#### SUPPLIED DATA:
###
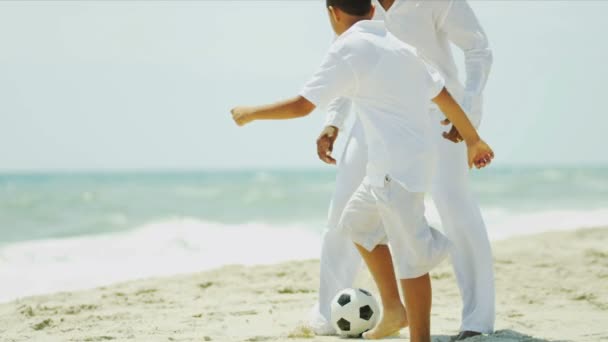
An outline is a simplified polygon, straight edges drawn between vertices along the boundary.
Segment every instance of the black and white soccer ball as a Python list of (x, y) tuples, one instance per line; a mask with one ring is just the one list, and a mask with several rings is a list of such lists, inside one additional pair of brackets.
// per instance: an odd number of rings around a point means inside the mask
###
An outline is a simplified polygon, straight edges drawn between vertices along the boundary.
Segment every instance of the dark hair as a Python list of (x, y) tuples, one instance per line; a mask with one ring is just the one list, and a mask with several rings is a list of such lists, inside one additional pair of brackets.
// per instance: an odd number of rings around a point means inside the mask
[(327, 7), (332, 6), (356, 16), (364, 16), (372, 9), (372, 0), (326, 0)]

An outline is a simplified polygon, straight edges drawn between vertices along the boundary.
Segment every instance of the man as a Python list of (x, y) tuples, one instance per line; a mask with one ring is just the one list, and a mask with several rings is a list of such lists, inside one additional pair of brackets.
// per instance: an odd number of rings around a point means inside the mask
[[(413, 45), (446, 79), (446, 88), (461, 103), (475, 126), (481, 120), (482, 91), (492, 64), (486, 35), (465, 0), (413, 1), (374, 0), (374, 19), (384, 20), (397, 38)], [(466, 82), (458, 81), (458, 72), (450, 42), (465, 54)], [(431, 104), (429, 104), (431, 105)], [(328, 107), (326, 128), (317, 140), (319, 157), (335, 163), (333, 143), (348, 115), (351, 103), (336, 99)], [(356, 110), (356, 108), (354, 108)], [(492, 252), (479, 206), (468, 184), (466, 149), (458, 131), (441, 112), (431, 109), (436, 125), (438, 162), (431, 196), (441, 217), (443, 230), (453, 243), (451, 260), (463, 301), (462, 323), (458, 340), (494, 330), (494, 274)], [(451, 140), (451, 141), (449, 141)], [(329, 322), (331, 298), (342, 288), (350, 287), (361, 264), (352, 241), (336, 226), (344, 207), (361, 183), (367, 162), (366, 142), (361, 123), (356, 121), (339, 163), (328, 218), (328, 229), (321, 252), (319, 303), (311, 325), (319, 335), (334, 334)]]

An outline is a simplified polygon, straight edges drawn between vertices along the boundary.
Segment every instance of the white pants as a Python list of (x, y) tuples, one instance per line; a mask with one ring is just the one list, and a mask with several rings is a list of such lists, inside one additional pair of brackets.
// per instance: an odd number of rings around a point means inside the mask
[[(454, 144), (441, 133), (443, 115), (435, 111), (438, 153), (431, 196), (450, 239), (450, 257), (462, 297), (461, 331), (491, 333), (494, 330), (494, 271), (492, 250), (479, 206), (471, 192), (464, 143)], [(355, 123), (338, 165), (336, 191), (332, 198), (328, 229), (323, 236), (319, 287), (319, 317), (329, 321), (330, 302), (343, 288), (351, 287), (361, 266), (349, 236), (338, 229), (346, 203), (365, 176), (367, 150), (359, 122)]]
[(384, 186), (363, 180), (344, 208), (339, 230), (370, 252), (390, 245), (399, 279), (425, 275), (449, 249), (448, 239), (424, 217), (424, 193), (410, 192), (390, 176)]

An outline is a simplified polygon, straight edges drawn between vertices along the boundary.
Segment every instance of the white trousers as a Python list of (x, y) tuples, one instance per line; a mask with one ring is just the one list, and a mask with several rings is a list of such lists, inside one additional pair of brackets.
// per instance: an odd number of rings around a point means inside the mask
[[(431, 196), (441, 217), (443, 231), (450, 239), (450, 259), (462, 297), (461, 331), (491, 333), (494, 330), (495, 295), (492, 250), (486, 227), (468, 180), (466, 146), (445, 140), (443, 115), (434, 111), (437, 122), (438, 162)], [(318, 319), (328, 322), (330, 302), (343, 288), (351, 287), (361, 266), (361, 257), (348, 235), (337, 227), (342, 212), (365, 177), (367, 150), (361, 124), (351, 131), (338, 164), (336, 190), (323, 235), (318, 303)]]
###
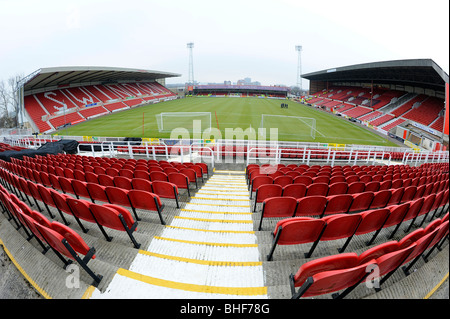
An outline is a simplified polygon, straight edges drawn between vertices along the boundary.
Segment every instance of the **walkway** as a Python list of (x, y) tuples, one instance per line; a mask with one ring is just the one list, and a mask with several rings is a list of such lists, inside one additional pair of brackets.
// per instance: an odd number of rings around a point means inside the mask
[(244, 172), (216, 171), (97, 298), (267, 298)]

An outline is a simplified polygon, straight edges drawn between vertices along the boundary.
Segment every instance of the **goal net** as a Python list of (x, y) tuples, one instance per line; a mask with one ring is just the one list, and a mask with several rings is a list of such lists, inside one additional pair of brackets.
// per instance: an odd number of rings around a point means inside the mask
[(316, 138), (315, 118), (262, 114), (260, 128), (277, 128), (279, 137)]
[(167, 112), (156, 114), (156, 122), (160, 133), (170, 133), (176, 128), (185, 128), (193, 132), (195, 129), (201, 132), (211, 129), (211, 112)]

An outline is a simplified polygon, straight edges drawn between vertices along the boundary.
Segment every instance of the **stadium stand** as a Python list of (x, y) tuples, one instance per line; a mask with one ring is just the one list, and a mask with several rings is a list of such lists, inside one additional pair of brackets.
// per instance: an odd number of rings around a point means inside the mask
###
#### WORK INSTRUCTION:
Using the listing, collect all lines in which the string "white" is found.

#### YOUR SOLUTION:
Segment every instance of the black and white soccer ball as a Python list of (x, y) tuples, one instance per line; a mask with one ring is just the one list, and a mask with several rings is a list of such lists, inside one additional pair of brackets.
Segment every instance of the white pants as a Python list of (x, y) tuples, one instance per line; a mask with one ring is just the one list, and a mask with several rings is a list of such lists, inside one additional pair of brackets.
Segment every instance of the white trousers as a Python list of (x, y) tuples, one instance per line; a mask with one ring is just the one list, and a mask with several rings is a list of such lists, inside one additional pair of brackets.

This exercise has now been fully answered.